### PROBLEM REQUIREMENTS
Please write out each entry that follows, keeping it exactly the same.

Items listed in a dataset:
━━━━━━━━

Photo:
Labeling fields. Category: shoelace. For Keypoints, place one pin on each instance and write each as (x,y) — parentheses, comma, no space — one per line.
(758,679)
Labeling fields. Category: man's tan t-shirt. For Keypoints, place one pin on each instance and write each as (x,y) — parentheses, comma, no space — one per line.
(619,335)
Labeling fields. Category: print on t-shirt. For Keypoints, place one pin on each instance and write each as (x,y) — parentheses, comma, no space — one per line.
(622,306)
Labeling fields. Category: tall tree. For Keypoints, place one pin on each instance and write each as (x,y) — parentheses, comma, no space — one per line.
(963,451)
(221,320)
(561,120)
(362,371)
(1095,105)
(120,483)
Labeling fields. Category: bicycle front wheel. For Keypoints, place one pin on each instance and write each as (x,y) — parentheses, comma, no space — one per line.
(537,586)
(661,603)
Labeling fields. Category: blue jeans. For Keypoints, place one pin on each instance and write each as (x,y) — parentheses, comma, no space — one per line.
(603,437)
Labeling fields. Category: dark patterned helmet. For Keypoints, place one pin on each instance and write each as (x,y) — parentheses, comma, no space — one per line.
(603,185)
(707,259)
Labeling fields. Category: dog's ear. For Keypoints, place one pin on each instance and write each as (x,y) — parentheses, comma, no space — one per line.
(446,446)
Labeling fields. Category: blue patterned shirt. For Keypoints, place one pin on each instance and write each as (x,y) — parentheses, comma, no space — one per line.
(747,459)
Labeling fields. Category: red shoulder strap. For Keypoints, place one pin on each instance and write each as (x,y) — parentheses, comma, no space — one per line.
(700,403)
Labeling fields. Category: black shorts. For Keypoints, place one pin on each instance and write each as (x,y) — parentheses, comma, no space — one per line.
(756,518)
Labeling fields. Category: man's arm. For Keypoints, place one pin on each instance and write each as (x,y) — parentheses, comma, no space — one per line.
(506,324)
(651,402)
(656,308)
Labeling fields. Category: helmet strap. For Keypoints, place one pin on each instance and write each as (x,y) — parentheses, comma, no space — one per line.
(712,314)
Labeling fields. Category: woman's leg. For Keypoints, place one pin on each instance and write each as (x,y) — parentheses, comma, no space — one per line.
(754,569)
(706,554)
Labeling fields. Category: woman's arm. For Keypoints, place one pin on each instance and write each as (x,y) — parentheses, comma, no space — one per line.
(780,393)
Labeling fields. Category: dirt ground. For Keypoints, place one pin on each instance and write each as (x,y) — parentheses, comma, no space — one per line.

━━━━━━━━

### TASK OUTPUT
Photo:
Labeling fields. Category: shoelace. For Keypoints, place one pin on each instance and write each as (x,y) — parentheses, comma, no space — one per line.
(758,679)
Labeling fields. Category: man's tan t-shirt. For Keypoints, place one pin on each instance and write each as (x,y) — parentheses, comma, no space — one per line.
(619,335)
Labeling fields. Category: print on t-shirt. For Keypoints, place one pin on each instance and write each as (x,y) — parentheses, comma, no space — one per line.
(622,306)
Labeling fields. Category: tall tree. For Keypoints, place one pin on each instance and write each as (x,y) — parentheses, comma, no space — one per line.
(963,451)
(221,320)
(561,120)
(362,371)
(1095,105)
(120,483)
Labeling fields. Category: bicycle front wheel. For Keypoints, place one pin on each instance and write each as (x,y) — parentheses, comma, no space — one per line.
(537,586)
(661,603)
Labeling fields. Category: blue jeans. For Keypoints, place one pin on each instance and write each as (x,y) — parentheses, comma, no space — one per line.
(603,437)
Labeling fields. Category: dark patterned helmet. For Keypoints, place one pin on each instance and write each as (x,y) — parentheses, comma, no space — one per line.
(603,185)
(707,259)
Labeling fields. Category: dog's ear. For Keypoints, place one pin on each instance and write each as (x,y) — parentheses, comma, no space — one per line.
(446,446)
Labeling fields. Category: blue patterned shirt. For Keypoints, place one pin on each instance and write each as (x,y) — parentheses, comma, no space — one per line.
(747,459)
Labeling fields. Category: red shoulder strap. For Keypoints, place one pin on each instance and write each as (x,y) — parentheses, comma, no space — one per line.
(700,403)
Labeling fields. Category: black shorts. For Keypoints, place one pin on each instance and write each as (x,y) — parentheses, comma, no space — one per line.
(756,518)
Labeling fields. Category: man's arm. For Keypoints, place one pin on each instance and write each as (x,y) — parentheses, comma, no space — one per line.
(506,324)
(651,402)
(656,308)
Labeling fields. Category: helmet strap. For Keypoints, place one pin on each instance and write each as (x,y) — parentheses, comma, no space — one per line.
(712,314)
Labeling fields. Category: woman's leg. For Keypoints, place one pin on each instance and write each as (x,y) — parentheses, comma, no space — one per line.
(754,569)
(706,554)
Labeling fields. Category: woman's arm. For Keypoints, place one pin on each instance and write each as (x,y) — parentheses, comma, no space — one per line.
(780,393)
Labeling fields. Category: dirt ground. For Keypoints, place one pin on each instance and write each as (x,y) — parentheses, comma, no space — one per line.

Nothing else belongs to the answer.